— Start —
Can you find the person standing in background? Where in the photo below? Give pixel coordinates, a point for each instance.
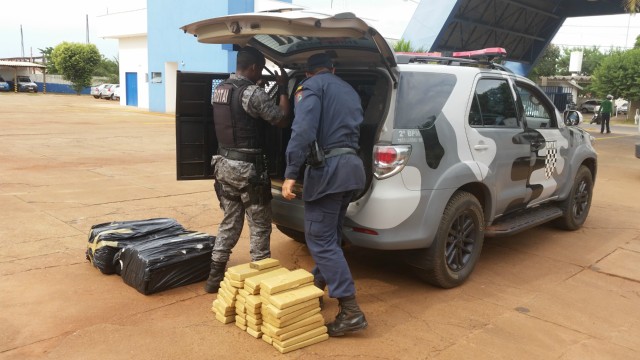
(326, 131)
(242, 109)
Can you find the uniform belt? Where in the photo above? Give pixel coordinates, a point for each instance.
(239, 155)
(338, 151)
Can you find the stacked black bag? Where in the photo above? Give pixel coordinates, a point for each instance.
(151, 255)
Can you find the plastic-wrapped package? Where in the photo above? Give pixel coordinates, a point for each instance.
(107, 239)
(167, 262)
— End —
• **OBJECTIVE**
Write out each entry exactly as given, but skip the pictures.

• **SOLUTION TO THIS EXERCISE**
Can you find the person standing in background? Where in the photo below? Give pixel coordinates, a point for each instance.
(326, 131)
(242, 109)
Can you find the uniform belt? Where in the photo above? Give pixel coordinates, a point for each instance.
(239, 155)
(338, 151)
Can you find the stacked black bag? Where in the photo above? Give pixel coordinates, a point for each instance.
(151, 255)
Can you find the plastic-wrapped package? Where in the photo above? Give pixel coordinates, a point for each instance.
(107, 239)
(167, 262)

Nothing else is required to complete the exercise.